## AVAILABLE RECORDS
::::::

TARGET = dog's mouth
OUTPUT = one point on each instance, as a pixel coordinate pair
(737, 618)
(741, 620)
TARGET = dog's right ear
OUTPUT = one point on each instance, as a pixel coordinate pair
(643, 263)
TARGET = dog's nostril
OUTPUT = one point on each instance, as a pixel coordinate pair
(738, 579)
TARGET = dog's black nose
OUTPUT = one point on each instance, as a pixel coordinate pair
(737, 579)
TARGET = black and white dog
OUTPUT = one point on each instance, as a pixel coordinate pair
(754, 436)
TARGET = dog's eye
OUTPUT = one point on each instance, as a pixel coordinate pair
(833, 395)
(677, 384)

::::::

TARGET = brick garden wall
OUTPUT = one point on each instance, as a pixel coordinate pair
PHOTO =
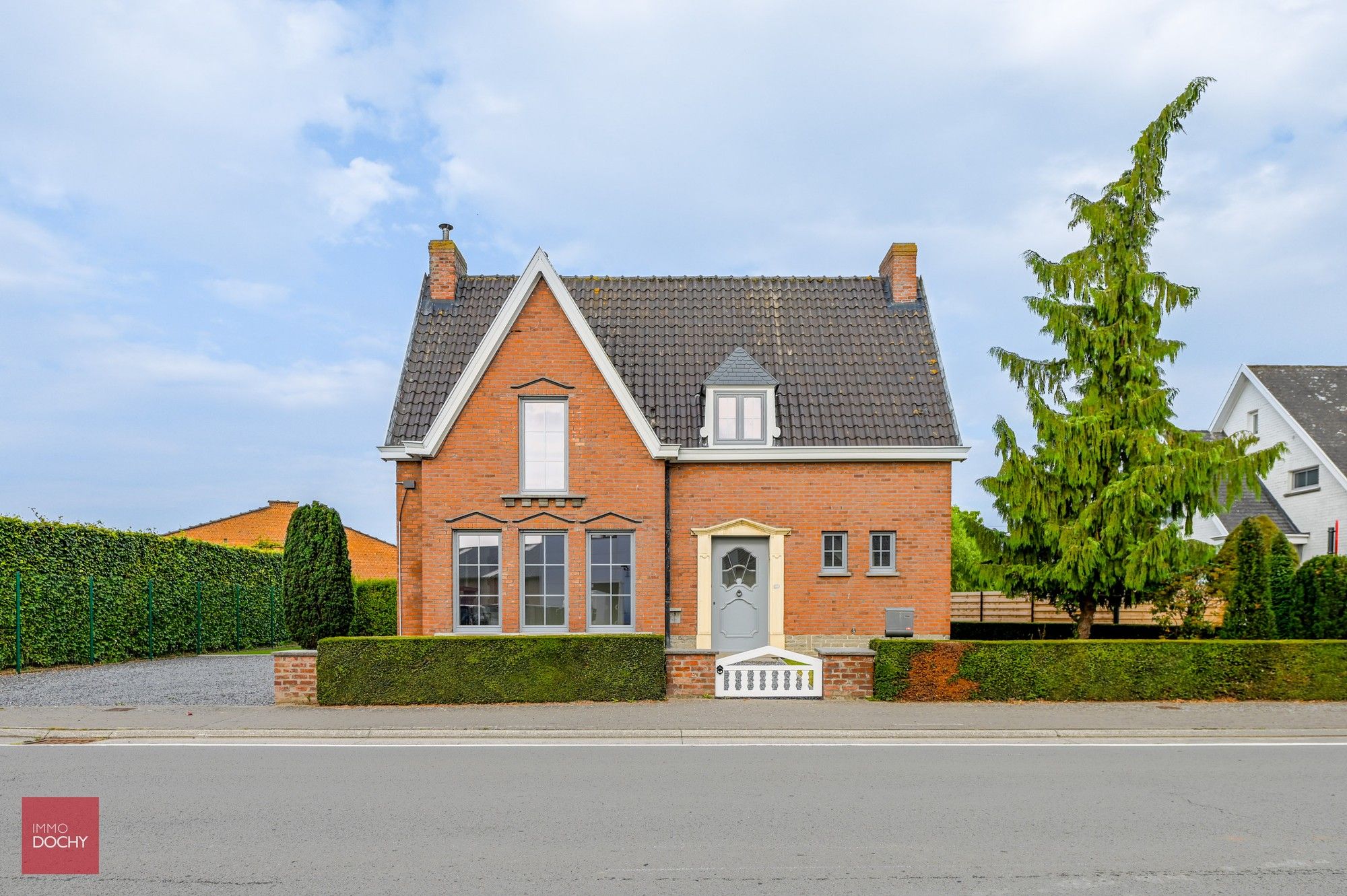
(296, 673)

::::::

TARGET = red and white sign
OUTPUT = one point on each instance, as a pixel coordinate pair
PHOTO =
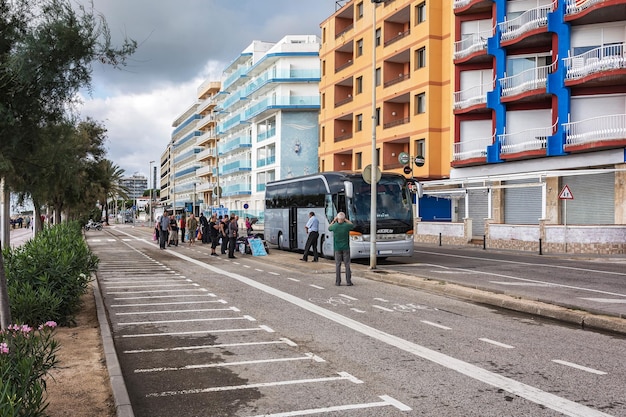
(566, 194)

::::::

## WHAT YOU HAVE TO DO
Please pull out each line of the records that contains the word "black".

## TASK ANSWER
TARGET = dog's black nose
TARGET = black and white dog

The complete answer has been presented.